§ **EXTRACTED INFORMATION**:
○ ○ ○ ○ ○

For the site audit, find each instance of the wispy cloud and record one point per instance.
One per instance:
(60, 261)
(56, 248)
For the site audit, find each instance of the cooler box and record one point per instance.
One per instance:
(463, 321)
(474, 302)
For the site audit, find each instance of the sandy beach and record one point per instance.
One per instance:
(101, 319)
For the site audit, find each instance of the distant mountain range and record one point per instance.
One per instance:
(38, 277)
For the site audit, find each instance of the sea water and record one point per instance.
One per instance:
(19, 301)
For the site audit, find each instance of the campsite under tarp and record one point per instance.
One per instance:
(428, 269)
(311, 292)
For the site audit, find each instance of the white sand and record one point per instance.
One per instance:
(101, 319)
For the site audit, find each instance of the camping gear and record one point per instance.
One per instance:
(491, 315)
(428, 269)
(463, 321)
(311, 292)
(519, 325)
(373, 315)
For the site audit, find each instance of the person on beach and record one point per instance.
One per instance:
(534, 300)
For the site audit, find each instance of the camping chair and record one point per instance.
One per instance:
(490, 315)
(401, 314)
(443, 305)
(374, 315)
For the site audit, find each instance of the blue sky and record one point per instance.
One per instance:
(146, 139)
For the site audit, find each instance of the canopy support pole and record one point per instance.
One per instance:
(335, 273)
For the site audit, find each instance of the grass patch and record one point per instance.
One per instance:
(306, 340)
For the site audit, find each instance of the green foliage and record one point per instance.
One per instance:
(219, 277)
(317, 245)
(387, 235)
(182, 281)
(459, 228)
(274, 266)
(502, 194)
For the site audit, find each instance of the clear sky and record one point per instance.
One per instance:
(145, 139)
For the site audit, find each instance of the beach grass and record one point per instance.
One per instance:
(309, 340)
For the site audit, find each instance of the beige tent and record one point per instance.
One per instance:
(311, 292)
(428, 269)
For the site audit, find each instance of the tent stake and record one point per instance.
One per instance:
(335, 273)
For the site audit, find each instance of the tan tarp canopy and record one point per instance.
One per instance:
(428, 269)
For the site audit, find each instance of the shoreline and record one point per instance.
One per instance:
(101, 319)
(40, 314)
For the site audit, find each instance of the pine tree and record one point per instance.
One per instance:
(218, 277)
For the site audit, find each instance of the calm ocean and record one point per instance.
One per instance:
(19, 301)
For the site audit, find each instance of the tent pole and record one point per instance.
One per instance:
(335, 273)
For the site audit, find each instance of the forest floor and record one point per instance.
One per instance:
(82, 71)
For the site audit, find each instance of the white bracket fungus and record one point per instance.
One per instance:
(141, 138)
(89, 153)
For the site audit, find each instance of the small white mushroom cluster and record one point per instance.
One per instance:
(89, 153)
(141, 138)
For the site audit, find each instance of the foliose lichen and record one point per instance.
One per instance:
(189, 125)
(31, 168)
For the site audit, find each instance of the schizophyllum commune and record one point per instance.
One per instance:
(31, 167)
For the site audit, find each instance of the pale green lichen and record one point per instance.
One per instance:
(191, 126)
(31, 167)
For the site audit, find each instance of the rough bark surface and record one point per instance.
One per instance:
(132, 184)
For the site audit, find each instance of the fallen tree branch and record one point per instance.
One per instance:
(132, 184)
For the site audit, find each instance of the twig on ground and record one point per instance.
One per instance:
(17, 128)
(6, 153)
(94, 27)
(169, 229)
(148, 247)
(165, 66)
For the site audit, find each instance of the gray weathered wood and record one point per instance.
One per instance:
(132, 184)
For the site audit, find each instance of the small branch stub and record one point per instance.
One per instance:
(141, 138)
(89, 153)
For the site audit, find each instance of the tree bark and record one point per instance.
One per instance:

○ ○ ○ ○ ○

§ **EXERCISE PROMPT**:
Write the material out again word for word.

§ **ANSWER TO THIS TASK**:
For the site audit, find each instance of the wispy cloud and record one point per instance.
One per instance:
(60, 261)
(56, 248)
For the site audit, find each instance of the cooler box and record one point per instance.
One per instance:
(463, 321)
(474, 302)
For the site audit, find each instance of the sandy beach and record one point per instance.
One per instance:
(101, 319)
For the site audit, find each instance of the distant mountain range and record one point per instance.
One per instance:
(38, 277)
For the site audit, find each instance of the sea water and record one point per instance.
One per instance:
(19, 301)
For the site audit, find each instance of the campsite under tarp and record one point per instance.
One per instance:
(428, 269)
(311, 292)
For the site audit, find each instance of the white sand and record one point per instance.
One per instance:
(101, 319)
For the site audit, find each instance of the camping gear and record one point per instance.
One per instance:
(491, 315)
(428, 269)
(463, 321)
(311, 292)
(519, 325)
(373, 315)
For the site audit, find each instance of the person on beach and record one point per instance.
One per instance:
(534, 300)
For the site audit, find each instance of the camping chair and record one point per instance.
One per instance:
(490, 315)
(401, 314)
(443, 305)
(374, 315)
For the site audit, find each instance of the blue sky and record one point per instance.
One per instance:
(146, 139)
For the site audit, find each instance of the canopy support pole and record one point per instance.
One per instance:
(335, 273)
For the site audit, find each instance of the grass patch and record one point per instance.
One per instance:
(306, 340)
For the site audit, find each instance of the green foliage and record one point per instance.
One per instance:
(219, 277)
(317, 245)
(387, 235)
(182, 281)
(459, 228)
(274, 266)
(502, 194)
For the site audit, find each instance of the clear sky and record one point per instance.
One per instance:
(145, 139)
For the site audit, find each instance of the beach grass and record one point per instance.
One per instance:
(309, 340)
For the site audit, find each instance of the beige tent and record one point per instance.
One per instance:
(311, 292)
(428, 269)
For the site audit, find each instance of the tent stake and record one point per instance.
One per instance:
(335, 273)
For the site audit, find each instance of the tan tarp canopy and record one point per instance.
One per instance:
(428, 269)
For the site audit, find each instance of the shoreline and record one point per instance.
One per instance:
(101, 319)
(40, 314)
For the site audit, find each instance of the pine tree and record one point per instance.
One per instance:
(218, 277)
For the site audit, find each instance of the calm ocean and record one point per instance.
One per instance:
(19, 301)
For the site audit, find each instance of the tent pole and record one point per instance.
One per instance:
(335, 273)
For the site audit, find each instance of the forest floor and record one point per instance.
One per instance:
(82, 71)
For the site audit, find each instance of the white bracket fungus and record one point per instance.
One per instance:
(141, 138)
(89, 153)
For the site audit, find each instance of the small white mushroom cluster and record one point per instance.
One per instance:
(89, 153)
(141, 138)
For the site audit, find each instance of the foliose lichen and record one point per instance.
One per instance:
(189, 125)
(31, 168)
For the site audit, find each instance of the schizophyllum commune and record one point per instance.
One per instance:
(31, 167)
For the site audit, find each instance of the pale green lichen and record one point per instance.
One per instance:
(191, 126)
(31, 167)
For the site audit, find each instance of the rough bark surface and record one point per instance.
One per instance:
(132, 184)
For the site audit, find each instance of the fallen tree branch and record one point per instance.
One per instance:
(132, 184)
For the site audit, find each instance of the twig on ground and record one point per instance.
One per instance:
(17, 128)
(6, 153)
(94, 27)
(169, 229)
(148, 247)
(165, 66)
For the site audit, find each instance of the gray weathered wood and record one point per instance.
One per instance:
(132, 184)
For the site audit, find each instance of the small branch stub and record one point per instance.
One per instance:
(141, 138)
(89, 153)
For the site audit, find each instance of the tree bark and record one point per instance.
One per instance:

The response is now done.